-- START MATERIAL SHOWN --
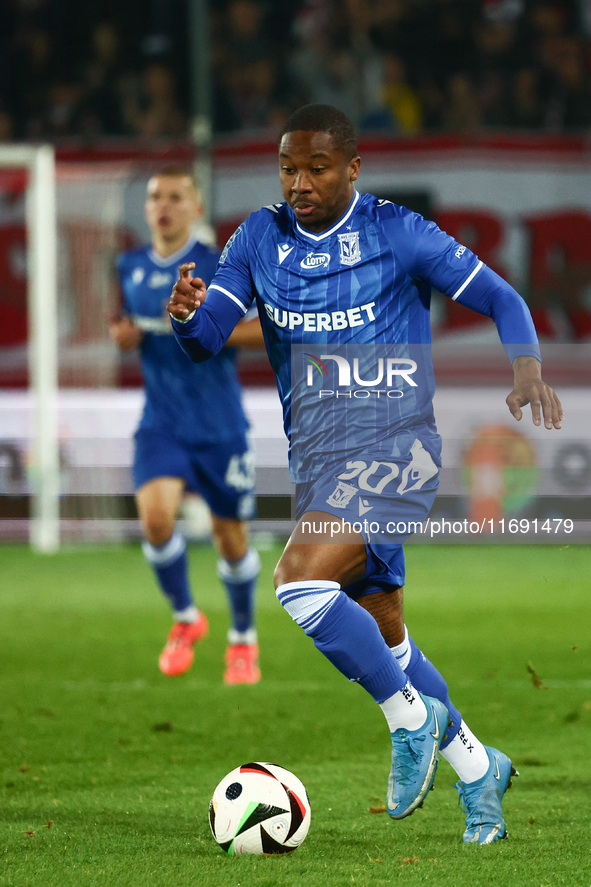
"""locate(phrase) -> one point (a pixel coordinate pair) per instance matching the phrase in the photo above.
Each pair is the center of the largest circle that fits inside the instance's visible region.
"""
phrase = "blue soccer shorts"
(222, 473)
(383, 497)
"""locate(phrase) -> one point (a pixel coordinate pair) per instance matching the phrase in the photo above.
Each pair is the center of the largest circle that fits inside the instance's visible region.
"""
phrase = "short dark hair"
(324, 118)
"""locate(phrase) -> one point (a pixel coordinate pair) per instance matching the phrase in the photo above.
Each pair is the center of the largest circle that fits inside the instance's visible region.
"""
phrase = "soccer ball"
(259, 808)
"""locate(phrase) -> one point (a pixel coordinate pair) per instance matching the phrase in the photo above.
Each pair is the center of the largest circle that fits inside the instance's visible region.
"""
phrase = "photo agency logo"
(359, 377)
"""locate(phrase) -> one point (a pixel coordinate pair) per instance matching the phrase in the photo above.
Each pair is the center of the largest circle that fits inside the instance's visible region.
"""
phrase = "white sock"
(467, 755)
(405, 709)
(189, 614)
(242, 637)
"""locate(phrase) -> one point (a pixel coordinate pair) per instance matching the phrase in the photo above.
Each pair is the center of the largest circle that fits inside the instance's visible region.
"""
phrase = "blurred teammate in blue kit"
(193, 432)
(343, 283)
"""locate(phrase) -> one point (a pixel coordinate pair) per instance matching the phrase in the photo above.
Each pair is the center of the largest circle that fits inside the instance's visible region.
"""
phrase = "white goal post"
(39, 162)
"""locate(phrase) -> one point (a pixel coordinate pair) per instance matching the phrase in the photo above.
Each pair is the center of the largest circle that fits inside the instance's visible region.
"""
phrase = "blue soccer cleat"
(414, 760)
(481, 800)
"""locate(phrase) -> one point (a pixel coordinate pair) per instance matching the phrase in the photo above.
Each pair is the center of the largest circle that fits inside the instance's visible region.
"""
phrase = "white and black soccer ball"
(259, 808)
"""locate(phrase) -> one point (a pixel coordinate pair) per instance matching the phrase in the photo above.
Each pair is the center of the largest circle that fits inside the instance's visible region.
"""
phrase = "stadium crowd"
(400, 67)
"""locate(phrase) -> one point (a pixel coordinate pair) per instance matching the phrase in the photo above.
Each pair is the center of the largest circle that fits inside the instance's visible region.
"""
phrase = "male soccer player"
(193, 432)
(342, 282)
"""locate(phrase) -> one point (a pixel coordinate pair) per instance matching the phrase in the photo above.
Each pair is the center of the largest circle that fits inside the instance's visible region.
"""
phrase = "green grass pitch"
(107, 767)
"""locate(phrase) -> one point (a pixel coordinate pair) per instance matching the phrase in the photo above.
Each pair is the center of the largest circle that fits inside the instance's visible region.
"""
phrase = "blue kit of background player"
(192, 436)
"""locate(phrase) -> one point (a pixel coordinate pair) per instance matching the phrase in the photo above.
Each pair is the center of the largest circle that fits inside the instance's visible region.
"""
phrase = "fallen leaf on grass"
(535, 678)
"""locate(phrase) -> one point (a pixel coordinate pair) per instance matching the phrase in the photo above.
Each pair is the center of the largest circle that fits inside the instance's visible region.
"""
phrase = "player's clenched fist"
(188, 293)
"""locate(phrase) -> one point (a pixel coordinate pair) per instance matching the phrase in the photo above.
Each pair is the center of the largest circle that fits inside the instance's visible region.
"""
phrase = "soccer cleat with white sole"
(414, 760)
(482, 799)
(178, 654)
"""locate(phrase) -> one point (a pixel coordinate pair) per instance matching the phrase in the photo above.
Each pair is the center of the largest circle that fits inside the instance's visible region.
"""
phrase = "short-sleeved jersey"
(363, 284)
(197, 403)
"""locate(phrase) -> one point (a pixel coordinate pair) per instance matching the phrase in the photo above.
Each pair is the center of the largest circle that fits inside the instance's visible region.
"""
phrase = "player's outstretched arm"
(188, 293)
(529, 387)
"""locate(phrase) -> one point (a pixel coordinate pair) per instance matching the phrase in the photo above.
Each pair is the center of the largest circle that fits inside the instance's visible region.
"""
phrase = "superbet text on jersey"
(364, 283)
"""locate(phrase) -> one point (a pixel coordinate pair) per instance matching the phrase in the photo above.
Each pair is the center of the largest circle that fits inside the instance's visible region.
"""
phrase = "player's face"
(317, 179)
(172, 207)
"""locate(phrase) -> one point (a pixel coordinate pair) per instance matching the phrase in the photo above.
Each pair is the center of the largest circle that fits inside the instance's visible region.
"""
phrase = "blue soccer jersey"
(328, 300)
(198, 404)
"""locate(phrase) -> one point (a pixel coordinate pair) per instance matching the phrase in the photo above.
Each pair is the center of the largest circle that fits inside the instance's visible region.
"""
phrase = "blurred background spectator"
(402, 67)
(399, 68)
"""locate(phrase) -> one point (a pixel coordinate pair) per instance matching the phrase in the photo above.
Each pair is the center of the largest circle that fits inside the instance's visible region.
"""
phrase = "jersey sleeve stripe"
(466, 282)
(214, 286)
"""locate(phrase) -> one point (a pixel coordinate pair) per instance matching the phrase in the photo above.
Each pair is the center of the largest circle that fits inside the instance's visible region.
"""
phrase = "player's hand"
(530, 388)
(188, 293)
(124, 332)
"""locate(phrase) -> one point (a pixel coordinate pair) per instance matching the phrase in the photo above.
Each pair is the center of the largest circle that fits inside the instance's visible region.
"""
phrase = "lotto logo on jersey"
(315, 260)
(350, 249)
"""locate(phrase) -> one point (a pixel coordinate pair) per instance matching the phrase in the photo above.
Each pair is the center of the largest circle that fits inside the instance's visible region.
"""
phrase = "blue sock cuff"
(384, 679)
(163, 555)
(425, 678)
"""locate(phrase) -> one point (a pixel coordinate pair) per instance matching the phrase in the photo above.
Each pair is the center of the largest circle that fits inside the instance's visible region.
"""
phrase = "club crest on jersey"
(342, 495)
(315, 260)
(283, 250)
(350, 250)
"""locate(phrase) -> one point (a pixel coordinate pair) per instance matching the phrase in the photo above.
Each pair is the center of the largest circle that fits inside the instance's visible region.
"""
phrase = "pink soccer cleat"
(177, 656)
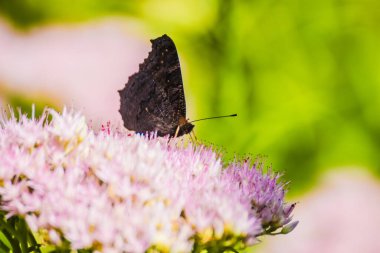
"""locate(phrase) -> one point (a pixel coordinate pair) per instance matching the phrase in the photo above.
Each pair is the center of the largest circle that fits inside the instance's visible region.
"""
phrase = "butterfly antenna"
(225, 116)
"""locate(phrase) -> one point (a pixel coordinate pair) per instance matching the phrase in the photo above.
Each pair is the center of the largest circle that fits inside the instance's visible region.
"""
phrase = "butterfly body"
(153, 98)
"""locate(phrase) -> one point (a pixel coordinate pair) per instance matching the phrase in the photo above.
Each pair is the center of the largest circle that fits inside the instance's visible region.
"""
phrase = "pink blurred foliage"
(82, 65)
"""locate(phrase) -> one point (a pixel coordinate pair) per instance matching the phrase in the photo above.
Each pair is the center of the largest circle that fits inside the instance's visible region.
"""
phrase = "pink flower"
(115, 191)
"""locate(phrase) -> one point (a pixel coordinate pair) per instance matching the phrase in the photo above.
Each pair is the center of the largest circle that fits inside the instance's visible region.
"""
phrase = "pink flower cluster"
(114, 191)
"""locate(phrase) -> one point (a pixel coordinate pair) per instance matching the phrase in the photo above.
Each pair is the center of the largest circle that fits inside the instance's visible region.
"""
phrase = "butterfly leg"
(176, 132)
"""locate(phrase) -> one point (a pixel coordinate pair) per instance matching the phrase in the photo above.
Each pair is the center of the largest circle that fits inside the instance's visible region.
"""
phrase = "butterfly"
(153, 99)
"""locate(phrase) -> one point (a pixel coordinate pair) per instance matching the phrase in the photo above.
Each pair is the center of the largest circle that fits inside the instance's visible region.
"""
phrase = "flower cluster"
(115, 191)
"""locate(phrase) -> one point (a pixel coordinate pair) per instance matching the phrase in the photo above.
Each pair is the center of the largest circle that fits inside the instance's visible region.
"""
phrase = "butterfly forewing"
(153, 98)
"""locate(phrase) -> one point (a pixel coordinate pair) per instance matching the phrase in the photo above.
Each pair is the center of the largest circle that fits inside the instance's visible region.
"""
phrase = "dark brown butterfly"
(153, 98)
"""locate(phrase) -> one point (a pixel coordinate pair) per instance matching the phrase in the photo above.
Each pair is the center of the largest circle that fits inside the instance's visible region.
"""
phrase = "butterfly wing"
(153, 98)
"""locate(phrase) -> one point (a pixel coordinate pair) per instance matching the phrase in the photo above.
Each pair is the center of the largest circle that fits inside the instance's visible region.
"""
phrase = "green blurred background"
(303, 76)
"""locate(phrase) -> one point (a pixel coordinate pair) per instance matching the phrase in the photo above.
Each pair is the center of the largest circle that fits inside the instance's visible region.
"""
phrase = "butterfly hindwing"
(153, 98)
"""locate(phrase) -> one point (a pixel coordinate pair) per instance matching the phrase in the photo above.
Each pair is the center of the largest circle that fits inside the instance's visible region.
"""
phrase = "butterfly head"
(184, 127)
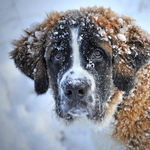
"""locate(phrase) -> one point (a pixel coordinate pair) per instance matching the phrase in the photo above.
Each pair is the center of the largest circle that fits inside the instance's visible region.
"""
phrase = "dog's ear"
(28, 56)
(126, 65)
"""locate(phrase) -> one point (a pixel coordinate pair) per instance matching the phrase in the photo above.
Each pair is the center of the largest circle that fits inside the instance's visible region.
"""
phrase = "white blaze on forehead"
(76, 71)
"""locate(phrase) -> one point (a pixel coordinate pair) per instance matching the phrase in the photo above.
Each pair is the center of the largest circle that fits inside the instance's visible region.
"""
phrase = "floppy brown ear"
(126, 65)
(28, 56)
-- END MATERIAL SHOWN --
> THE EXERCISE
Which lines of the entries above contain the word "pink"? List each such line in full, and treat uppercase and lowercase as different.

> ANSWER TO THE TASK
phrase = "pink soccer cleat"
phrase = "pink blurred foliage"
phrase = "pink flower"
phrase = "pink flower cluster"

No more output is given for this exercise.